## Work instruction:
With pictures excluded, output exactly the lines that run from the first line of the data below through the line containing "Query: green foliage".

## Dataset records:
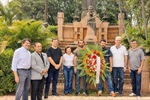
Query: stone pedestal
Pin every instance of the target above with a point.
(145, 86)
(90, 36)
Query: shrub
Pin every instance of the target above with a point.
(7, 83)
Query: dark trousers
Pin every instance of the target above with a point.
(24, 84)
(68, 75)
(37, 89)
(78, 82)
(136, 82)
(52, 76)
(118, 73)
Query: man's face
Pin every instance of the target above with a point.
(26, 45)
(117, 41)
(103, 44)
(55, 43)
(81, 44)
(134, 44)
(38, 47)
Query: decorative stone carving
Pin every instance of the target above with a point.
(85, 5)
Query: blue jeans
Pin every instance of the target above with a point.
(24, 84)
(109, 82)
(78, 82)
(118, 72)
(52, 76)
(136, 82)
(37, 89)
(68, 75)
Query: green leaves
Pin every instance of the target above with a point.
(90, 76)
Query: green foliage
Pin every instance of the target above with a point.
(10, 40)
(7, 83)
(104, 70)
(53, 29)
(10, 11)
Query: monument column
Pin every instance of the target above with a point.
(91, 26)
(120, 23)
(60, 16)
(85, 5)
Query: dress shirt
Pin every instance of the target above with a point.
(68, 60)
(21, 59)
(118, 55)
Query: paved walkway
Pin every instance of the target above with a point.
(81, 98)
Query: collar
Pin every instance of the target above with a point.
(24, 49)
(119, 46)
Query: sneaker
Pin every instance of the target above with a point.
(77, 93)
(138, 98)
(132, 94)
(55, 94)
(99, 93)
(86, 93)
(116, 92)
(113, 94)
(45, 96)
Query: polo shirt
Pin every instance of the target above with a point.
(118, 55)
(68, 60)
(135, 58)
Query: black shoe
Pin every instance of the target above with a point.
(55, 94)
(65, 93)
(70, 92)
(120, 94)
(76, 93)
(86, 93)
(45, 96)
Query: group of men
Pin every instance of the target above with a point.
(36, 67)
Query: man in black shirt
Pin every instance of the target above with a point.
(55, 58)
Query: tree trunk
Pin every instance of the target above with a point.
(120, 9)
(144, 19)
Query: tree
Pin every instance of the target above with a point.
(109, 8)
(10, 11)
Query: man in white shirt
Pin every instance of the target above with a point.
(119, 64)
(21, 68)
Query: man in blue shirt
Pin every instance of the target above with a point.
(108, 59)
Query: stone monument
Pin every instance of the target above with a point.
(91, 26)
(85, 5)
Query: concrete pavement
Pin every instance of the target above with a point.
(81, 98)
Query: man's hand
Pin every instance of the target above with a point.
(57, 66)
(124, 69)
(75, 70)
(139, 70)
(110, 69)
(16, 79)
(44, 72)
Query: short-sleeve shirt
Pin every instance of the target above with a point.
(68, 60)
(118, 55)
(107, 55)
(78, 55)
(55, 54)
(135, 58)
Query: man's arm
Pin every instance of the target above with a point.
(14, 66)
(141, 66)
(60, 62)
(111, 63)
(125, 62)
(75, 63)
(52, 61)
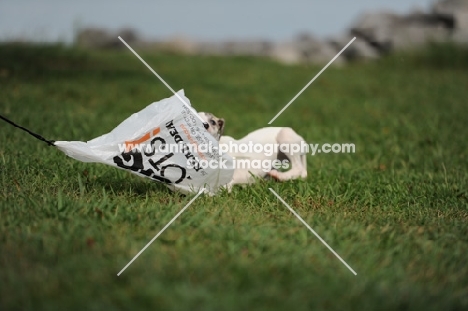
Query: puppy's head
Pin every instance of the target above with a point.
(215, 125)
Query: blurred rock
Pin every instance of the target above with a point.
(376, 29)
(359, 49)
(100, 38)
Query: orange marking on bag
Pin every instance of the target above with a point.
(131, 144)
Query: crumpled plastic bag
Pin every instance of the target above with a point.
(159, 143)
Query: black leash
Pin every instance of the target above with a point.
(49, 142)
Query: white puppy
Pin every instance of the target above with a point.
(277, 143)
(214, 125)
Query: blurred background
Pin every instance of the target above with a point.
(289, 31)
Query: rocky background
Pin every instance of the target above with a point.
(377, 33)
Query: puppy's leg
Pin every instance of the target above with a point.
(297, 157)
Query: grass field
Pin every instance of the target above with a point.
(396, 210)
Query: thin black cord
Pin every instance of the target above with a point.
(49, 142)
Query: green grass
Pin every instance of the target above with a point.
(396, 210)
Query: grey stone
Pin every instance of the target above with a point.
(359, 49)
(376, 28)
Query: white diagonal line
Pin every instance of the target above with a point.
(160, 78)
(312, 230)
(159, 233)
(307, 85)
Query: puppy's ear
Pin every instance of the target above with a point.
(221, 126)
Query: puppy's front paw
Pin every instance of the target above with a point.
(273, 174)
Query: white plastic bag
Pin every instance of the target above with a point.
(159, 142)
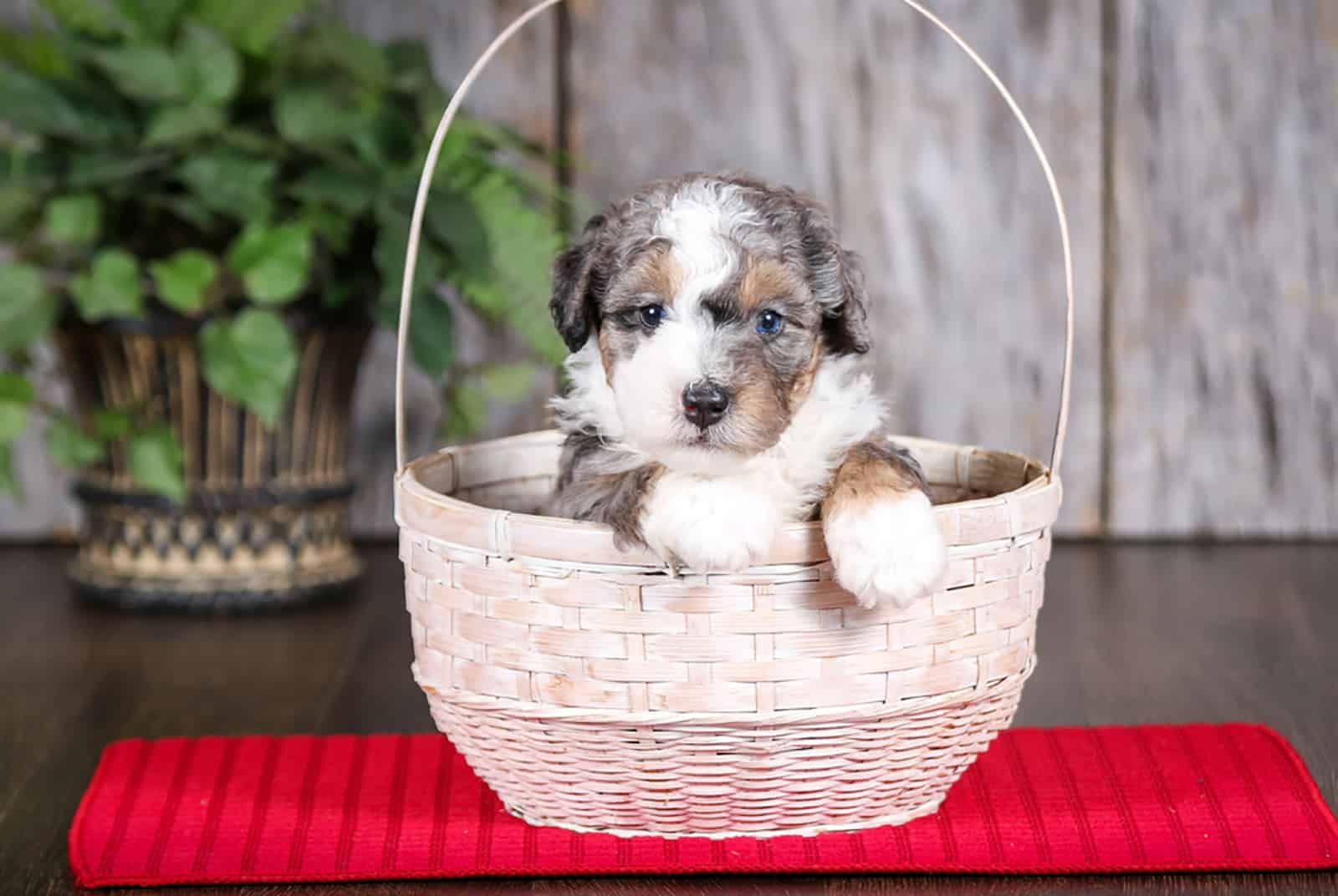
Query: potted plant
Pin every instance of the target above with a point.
(207, 206)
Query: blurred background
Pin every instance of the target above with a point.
(1195, 146)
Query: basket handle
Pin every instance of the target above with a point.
(434, 151)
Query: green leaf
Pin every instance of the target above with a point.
(17, 396)
(508, 381)
(8, 481)
(100, 169)
(70, 445)
(111, 425)
(33, 106)
(182, 124)
(157, 461)
(452, 220)
(251, 26)
(37, 51)
(213, 70)
(232, 184)
(273, 262)
(89, 17)
(316, 115)
(251, 360)
(151, 18)
(343, 191)
(386, 140)
(189, 209)
(27, 309)
(328, 225)
(252, 142)
(73, 220)
(332, 44)
(184, 280)
(17, 204)
(110, 288)
(466, 412)
(144, 71)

## Written reply:
Query: stone pedestal
Pin every instance of the target above with a point.
(145, 86)
(90, 36)
Query: shrub
Pin every instance of the target above with a point.
(7, 83)
Query: dark trousers
Pin every instance of the target above with a point.
(24, 84)
(68, 75)
(37, 89)
(78, 82)
(136, 82)
(52, 76)
(118, 73)
Query: man's face
Pin every instance of the target above with a point.
(26, 45)
(117, 41)
(103, 44)
(55, 43)
(81, 44)
(134, 44)
(38, 47)
Query: decorative stone carving
Pin every instance of the target above with a point.
(85, 5)
Query: blue jeans
Pin every instance of the target above with a point.
(24, 84)
(109, 82)
(78, 82)
(118, 72)
(52, 76)
(136, 82)
(37, 89)
(68, 75)
Query: green leaves
Pin every instance of the target above with a point.
(90, 76)
Query: green foliage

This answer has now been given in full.